SUPPLIED RECORDS:
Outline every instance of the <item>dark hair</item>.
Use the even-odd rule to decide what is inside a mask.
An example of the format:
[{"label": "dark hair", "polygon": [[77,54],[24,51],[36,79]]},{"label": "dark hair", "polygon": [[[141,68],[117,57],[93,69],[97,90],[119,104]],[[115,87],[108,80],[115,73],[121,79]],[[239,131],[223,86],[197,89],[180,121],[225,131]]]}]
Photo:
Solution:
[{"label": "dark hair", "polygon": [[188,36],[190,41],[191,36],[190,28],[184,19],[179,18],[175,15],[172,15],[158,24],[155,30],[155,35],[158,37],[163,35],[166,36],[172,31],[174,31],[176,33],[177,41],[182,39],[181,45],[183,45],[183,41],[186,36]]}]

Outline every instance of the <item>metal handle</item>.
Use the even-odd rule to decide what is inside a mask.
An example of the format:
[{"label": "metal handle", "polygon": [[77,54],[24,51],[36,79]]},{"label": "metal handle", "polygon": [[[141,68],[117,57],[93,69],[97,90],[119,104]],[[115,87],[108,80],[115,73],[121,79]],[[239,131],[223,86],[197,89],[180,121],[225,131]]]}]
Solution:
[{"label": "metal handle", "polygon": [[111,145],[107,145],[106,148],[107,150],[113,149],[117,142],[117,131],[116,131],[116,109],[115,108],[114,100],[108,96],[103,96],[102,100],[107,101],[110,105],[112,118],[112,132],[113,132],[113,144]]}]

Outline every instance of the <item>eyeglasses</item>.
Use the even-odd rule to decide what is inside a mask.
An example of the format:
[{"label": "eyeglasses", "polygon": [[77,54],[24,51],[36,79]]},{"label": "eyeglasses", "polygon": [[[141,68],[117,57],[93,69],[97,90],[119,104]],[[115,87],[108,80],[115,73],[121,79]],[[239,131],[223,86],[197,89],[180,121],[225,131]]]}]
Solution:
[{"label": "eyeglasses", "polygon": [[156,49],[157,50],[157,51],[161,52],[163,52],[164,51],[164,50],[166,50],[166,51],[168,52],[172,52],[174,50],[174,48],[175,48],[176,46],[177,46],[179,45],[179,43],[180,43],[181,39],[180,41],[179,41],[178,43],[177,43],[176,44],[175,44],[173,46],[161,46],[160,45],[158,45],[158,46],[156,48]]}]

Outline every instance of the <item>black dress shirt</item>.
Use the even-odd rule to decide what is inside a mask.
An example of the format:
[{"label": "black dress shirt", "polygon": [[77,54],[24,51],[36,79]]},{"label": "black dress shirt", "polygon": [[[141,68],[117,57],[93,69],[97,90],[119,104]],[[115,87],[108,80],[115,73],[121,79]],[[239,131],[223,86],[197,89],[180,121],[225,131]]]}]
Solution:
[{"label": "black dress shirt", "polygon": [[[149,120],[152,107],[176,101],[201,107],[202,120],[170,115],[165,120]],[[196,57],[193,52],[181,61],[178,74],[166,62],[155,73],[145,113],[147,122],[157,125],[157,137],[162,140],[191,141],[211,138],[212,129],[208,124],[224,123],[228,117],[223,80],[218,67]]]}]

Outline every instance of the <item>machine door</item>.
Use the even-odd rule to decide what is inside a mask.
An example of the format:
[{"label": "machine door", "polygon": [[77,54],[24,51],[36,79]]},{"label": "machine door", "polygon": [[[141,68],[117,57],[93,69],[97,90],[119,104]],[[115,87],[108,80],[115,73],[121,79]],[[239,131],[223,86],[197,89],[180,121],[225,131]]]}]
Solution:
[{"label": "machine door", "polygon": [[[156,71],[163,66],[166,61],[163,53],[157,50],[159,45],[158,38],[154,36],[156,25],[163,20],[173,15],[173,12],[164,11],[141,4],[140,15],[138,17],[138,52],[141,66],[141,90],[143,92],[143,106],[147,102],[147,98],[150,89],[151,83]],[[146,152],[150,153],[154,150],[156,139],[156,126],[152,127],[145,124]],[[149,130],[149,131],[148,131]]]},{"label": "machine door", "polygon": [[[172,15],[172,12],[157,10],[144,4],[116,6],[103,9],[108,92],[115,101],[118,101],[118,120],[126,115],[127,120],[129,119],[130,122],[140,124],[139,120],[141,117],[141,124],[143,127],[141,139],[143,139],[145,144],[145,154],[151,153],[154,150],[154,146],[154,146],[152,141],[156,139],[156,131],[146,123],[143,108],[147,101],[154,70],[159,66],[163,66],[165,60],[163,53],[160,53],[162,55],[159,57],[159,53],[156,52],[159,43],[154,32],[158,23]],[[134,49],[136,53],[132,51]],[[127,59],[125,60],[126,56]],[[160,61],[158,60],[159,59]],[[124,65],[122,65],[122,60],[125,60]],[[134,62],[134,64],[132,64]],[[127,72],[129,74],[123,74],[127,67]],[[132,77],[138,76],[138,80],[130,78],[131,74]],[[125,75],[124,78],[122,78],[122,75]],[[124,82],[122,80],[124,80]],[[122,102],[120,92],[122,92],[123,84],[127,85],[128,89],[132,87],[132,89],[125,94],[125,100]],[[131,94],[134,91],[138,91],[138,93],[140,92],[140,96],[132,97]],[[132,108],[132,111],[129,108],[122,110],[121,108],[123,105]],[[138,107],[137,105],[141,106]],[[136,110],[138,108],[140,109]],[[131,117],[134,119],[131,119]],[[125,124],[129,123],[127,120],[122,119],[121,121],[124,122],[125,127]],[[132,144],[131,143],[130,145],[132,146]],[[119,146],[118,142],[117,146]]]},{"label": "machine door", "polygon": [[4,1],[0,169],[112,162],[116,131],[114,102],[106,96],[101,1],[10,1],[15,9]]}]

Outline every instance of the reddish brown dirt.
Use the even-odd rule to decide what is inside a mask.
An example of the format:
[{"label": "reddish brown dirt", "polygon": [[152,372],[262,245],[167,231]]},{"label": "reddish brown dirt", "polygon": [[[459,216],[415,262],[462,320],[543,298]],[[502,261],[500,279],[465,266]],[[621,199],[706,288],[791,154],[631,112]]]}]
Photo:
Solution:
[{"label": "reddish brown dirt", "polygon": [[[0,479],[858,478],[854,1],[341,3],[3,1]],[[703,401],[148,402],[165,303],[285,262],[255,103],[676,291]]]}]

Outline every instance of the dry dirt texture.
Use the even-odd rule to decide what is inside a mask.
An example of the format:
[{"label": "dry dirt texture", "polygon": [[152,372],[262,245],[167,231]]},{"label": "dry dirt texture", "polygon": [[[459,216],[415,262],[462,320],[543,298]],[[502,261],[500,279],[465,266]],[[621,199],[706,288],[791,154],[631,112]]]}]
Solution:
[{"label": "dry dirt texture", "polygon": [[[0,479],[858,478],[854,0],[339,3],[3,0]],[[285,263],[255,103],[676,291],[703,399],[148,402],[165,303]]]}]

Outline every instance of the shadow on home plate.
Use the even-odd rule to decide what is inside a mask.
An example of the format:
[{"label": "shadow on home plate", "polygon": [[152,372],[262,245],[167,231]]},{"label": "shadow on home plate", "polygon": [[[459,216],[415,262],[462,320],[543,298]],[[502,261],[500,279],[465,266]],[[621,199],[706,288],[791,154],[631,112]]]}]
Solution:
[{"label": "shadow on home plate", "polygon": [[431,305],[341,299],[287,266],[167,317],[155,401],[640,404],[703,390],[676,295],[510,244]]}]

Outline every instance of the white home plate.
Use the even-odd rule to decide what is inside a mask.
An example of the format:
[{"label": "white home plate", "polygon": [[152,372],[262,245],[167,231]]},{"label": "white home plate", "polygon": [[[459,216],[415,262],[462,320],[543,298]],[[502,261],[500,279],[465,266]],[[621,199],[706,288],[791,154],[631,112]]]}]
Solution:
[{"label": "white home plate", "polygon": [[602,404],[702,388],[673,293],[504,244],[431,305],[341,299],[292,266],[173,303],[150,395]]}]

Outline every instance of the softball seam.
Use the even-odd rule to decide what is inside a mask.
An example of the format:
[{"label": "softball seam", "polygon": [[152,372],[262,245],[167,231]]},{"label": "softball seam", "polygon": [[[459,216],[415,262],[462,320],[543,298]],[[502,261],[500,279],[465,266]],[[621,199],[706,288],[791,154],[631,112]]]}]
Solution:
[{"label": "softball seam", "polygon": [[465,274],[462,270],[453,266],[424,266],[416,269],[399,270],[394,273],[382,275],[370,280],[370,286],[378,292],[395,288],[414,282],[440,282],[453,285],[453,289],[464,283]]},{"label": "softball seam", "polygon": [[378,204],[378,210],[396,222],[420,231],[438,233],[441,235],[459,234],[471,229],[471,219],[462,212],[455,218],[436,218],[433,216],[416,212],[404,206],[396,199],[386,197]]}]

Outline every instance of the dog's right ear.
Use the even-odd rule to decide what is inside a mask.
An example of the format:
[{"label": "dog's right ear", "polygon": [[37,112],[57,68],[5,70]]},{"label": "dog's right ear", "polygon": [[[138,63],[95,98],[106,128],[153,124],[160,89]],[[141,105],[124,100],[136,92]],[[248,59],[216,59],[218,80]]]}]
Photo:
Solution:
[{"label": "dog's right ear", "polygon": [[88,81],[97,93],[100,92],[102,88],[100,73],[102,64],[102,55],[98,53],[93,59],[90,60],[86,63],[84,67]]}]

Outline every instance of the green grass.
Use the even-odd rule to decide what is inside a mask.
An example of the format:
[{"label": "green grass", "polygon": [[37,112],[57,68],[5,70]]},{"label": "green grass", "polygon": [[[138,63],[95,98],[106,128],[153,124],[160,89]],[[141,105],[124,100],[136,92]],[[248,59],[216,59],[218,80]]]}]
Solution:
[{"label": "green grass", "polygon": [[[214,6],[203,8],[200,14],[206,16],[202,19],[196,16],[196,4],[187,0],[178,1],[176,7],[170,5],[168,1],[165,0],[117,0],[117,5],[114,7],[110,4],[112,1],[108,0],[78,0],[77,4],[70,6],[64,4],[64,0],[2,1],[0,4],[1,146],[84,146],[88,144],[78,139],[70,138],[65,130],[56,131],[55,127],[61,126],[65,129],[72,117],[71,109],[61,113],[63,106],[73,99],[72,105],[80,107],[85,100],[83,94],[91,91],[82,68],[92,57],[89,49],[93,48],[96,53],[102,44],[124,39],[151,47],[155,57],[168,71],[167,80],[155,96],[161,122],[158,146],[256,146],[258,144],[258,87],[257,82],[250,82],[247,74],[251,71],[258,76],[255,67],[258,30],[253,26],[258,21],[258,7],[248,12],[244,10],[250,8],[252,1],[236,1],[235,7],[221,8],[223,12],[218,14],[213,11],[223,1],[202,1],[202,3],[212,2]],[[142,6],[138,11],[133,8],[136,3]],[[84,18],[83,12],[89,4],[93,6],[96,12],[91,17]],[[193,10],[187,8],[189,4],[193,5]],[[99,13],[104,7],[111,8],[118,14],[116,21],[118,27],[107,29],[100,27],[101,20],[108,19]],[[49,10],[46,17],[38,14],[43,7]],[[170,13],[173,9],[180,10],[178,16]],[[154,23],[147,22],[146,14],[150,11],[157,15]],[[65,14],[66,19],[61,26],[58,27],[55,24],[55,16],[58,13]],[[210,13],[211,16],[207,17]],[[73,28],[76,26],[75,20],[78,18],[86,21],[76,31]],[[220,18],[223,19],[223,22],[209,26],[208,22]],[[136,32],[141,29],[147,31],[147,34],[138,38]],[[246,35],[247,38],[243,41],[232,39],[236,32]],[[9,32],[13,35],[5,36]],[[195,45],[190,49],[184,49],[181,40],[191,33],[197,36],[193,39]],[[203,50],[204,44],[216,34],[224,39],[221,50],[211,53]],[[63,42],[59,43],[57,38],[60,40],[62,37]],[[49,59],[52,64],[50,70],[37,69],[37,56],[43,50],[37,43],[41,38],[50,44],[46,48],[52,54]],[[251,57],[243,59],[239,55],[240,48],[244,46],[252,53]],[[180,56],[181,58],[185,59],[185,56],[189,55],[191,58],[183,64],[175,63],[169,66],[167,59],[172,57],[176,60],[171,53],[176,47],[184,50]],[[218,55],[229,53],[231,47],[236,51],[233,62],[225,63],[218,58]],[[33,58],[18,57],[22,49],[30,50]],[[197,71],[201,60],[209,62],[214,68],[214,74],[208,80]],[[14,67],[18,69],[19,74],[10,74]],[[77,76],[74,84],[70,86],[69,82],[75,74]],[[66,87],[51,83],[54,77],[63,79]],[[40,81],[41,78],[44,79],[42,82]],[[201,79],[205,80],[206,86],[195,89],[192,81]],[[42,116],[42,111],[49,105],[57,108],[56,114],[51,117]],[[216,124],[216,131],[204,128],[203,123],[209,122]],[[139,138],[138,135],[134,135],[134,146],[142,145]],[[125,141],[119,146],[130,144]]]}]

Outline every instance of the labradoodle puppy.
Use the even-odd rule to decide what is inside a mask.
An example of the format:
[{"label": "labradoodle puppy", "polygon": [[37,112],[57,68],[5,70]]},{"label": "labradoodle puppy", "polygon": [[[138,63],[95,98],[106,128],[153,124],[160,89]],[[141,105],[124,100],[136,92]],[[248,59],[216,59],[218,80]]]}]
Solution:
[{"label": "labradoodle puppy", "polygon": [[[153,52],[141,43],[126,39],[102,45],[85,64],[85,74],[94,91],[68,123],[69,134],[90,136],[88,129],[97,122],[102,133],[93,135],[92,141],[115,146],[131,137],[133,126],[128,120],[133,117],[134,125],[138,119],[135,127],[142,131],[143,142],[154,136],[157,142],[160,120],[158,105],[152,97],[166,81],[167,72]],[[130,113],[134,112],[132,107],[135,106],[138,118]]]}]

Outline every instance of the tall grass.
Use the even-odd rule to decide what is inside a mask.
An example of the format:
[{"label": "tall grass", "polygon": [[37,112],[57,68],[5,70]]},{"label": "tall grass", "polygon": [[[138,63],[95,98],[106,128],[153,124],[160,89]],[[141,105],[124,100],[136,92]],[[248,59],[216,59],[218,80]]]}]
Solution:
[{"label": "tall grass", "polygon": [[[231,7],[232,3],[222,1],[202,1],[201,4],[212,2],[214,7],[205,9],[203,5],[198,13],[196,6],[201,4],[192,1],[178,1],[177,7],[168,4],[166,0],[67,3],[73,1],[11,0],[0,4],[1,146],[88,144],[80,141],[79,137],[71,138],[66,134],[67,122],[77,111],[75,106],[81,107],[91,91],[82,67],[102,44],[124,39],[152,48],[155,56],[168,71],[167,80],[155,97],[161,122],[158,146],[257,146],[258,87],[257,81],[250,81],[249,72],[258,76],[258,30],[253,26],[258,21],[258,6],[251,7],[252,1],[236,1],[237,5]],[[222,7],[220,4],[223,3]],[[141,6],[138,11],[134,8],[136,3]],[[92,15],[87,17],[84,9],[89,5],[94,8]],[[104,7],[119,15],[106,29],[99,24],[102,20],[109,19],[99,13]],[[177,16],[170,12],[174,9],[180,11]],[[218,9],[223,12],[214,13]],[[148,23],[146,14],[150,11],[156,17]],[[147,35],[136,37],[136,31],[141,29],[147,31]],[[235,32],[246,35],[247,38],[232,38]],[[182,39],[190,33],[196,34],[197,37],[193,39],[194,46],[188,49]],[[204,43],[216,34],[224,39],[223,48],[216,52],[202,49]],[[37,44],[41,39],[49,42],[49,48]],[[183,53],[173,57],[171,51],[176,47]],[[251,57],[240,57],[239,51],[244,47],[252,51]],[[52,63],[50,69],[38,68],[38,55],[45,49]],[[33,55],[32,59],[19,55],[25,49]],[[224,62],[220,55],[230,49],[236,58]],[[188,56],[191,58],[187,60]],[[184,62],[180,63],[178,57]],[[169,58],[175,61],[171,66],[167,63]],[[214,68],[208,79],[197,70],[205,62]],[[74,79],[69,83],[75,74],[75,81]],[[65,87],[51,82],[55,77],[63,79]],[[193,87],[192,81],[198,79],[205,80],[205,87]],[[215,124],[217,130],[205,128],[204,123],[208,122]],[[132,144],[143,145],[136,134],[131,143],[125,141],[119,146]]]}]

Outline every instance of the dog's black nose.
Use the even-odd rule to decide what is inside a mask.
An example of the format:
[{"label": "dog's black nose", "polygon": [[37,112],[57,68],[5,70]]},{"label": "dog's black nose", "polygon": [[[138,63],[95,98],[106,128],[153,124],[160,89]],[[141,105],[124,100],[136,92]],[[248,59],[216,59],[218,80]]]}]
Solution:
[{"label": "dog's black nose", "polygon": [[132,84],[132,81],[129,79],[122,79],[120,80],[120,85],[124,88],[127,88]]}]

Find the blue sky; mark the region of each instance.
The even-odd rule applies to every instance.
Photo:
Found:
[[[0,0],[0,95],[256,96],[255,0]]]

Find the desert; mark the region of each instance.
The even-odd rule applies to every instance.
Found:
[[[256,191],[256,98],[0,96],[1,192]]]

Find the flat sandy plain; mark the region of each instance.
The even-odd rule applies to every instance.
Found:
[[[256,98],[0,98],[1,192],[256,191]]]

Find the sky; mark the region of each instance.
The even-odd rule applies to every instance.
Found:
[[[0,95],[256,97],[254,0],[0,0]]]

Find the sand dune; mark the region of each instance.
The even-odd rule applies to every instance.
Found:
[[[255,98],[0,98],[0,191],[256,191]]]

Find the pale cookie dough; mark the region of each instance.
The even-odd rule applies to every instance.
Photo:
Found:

EXERCISE BRIEF: Set down, unchanged, the line that contains "Find the flat" together with every later line in the records, through the last one.

RESULT FOR THIS TASK:
Find the flat sandy plain; mark the region of each instance.
The even-odd rule applies to every instance.
Found:
[[[256,98],[0,98],[1,192],[256,191]]]

Find the sky; mark the region of each instance.
The even-odd rule applies to every instance.
Found:
[[[0,95],[256,97],[254,0],[0,0]]]

Find the sand dune; mark the region of each instance.
The even-odd rule applies to every instance.
Found:
[[[255,98],[0,98],[0,191],[256,191]]]

Find the pale cookie dough; mark the region of each instance.
The even-odd rule applies to every instance.
Photo:
Found:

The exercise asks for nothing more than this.